• **What to work on**: Show every line in the items that contains the string "heron". Case counts.

• **Data for this exercise**:

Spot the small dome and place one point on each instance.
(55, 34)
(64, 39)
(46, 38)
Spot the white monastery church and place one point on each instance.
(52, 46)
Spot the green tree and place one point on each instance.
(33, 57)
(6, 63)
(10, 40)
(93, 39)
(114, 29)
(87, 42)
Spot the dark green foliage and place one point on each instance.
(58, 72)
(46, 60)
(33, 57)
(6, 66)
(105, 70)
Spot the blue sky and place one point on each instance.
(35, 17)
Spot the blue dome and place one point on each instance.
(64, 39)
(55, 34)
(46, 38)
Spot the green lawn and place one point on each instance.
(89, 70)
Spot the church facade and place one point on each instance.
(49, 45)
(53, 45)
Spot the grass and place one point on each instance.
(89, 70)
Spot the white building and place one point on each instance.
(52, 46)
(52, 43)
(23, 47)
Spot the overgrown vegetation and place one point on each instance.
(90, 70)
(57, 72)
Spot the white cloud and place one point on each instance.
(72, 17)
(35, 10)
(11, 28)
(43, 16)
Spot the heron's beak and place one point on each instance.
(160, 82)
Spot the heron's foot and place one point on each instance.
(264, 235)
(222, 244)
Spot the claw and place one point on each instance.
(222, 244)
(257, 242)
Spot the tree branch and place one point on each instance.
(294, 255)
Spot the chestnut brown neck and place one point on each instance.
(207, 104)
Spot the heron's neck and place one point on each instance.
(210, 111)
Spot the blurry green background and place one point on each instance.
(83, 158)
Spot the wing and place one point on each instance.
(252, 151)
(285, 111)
...
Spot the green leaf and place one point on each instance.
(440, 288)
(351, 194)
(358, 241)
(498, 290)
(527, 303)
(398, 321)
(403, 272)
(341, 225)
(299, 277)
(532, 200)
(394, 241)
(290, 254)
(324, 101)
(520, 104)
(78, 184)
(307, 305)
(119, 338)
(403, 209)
...
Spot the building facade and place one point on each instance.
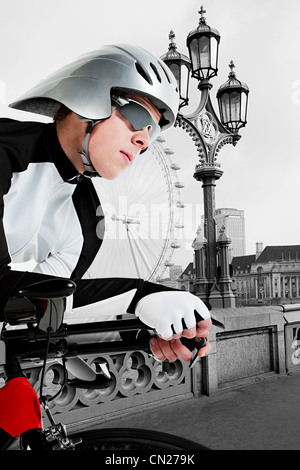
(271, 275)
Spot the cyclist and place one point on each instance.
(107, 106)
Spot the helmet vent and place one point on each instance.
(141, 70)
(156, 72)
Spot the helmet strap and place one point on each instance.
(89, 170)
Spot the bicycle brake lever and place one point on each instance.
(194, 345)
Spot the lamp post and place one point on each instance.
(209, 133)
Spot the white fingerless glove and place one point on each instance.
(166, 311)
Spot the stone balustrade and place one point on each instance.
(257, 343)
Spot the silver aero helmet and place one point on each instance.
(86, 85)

• **Task output**:
Spot the heron's beak and place one point on each instance.
Spot the heron's foot and place one point on each instance.
Spot the heron's neck and place one point on each instance.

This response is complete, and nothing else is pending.